**Фрагмент документа**
+++
На старом издании «Синей книги» (первом и единственном) помета: Белград, 1929. Эта помета требует объяснения.

Русская эмиграция имела между двумя войнами (1918-1939) несколько центров. Это были Париж, Берлин, Прага, Варшава, Рига и Брюссель. Это не значит, что в Лондоне, Риме и Женеве не было русских. Они там были. Но кроме ресторанов с русской едой и православных церквей никакого другого места объединения мы бы там вероятно не нашли. Такие города, как Гельсинфорс и Харбин главным образом были населены людьми, еще до революции (в большинстве после 1905 г.) жившими в Финляндии и Сибири. Они не считали себя эмигрантами, они были там постоянными жителями.

В Риге выходили две ежедневные газеты, утром и вечером, была русская гимназия, русское «меньшинство» голосовало в латвийский парламент. В Бельгии была русская молодежь, учившаяся главным образом в Лувенском университете, была большая группа русских католиков, были русские доктора, русско-еврейский литературный клуб. В Берлине, вплоть до прихода Гитлера к власти, выходила газета кадетов «Руль», и все еще доживали свой век одно или два русские издательства из тех, которые открылись в 1920-х г.г., когда их там было несколько десятков.

В Праге, по сравнению с Парижем, средний возраст русских эмигрантов был моложе. Это может показаться странным, принимая во внимание, что Вас. Ив. Немирович-Данченко, жившему там, было уже за 80 лет, и внушительное число русских университетских профессоров, там преподававших, было весьма почтенного возраста. Однако «масса» была молодая. Президент Чехословакии, Томас Масарик, после периода эвакуации с юга России и Крыма и расселения большой части русских на Балканах, открыл двери чешских университетов для русской эмигрантской молодежи, и с его помощью была открыта русская гимназия. Что касается Белграда, то царствующий там, в Сербии, царь Александр( убитый во Франции в 1934 г. хорватами) в самом начале 1920-х г.г. предпринял шаги, чтобы удержать некоторых русских анти-большевиков с семьями у себя в стране. Это были люди крайне консервативных, или вернее — реакционных кругов Петербурга, бывшие чиновники царского правительства, Сената и Синода, военные, высшие чины Добровольческой армии и кое-какая аристократия. Из них очень многие скоро очутились на казенной службе в Сербии. Дети их, подрастая, постепенно старались сбежать в Париж.
+++
**Записанные данные**
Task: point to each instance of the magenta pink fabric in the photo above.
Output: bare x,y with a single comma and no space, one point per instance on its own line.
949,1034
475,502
+++
**Формулировки заданий**
**a)** Перечислите все города, которые в тексте о русской эмиграции названы центрами русской эмиграции между двумя войнами.
**b)** Как называлась газета кадетов, выходившая в Берлине вплоть до прихода Гитлера к власти, согласно тексту о русской эмиграции?
**c)** Продолжите текст о русской эмиграции с того места, на котором он заканчивается.

**Ответы по заданиям**
**a)** Париж, Берлин, Прага, Варшава, Рига, Брюссель.

**b)** «Руль».

**c)**
Для тогдашнего сербского правительства и царя Александра, а также для большинства русской эмиграции в Сербии, трагедией была не только революция Октябрьская, но и революция Февральская. Но кое-какое понимание того, что произошло, все-таки было, если не в русских кругах, то в кругах сербской и хорватской интеллигенции. И в Академии наук профессор А. А. Белич[2], ее президент, живший, учившийся и учивший когда-то в России, проявил инициативу, и правительство решило начать выплачивать ежемесячное пособие знаменитым и старым русским писателям, оказавшимся в эмиграции (и не только живущим в Белграде), а также дать средства для учреждения эмигрантского издательства для издания их сочинений; параллельно решено было в 1928 году устроить в Сербии Зарубежный съезд, для объединения русских политических и культурных деятелей в рассеянии.

Пособие, выплачиваемое русским писателям-эмигрантам (знаменитым и старым), было небольшое, но оно высылалось регулярно. Мне известны 8 человек в Париже, которые получали его, но я полагаю, что не мало людей в самом Белграде, а также вероятно в Праге, состояли в списке. Пособие составляло приблизительно 300 франков в месяц на человека. Другая сумма, тоже около 300 франков, приходила тем же лицам из Праги, из собственных сумм президента Масарика. На 600 франков в Париже в те годы прожить было нельзя, но они могли покрыть расход по квартире, по электричеству, газу, метро. Этого было не много, но это было хоть что-то. Сербская субсидия, насколько я помню, кончилась после 1934 г., чешская продолжалась до 1937 г. Они давали возможность писателям (знаменитым и старым) писать, в то время как актеры садились за руль такси, бывшие профессора разносили пирожки, а один из бывших членов Временного правительства открыл прачечную, где собственноручно считал и стирал грязное белье клиентов. Ему помогала жена.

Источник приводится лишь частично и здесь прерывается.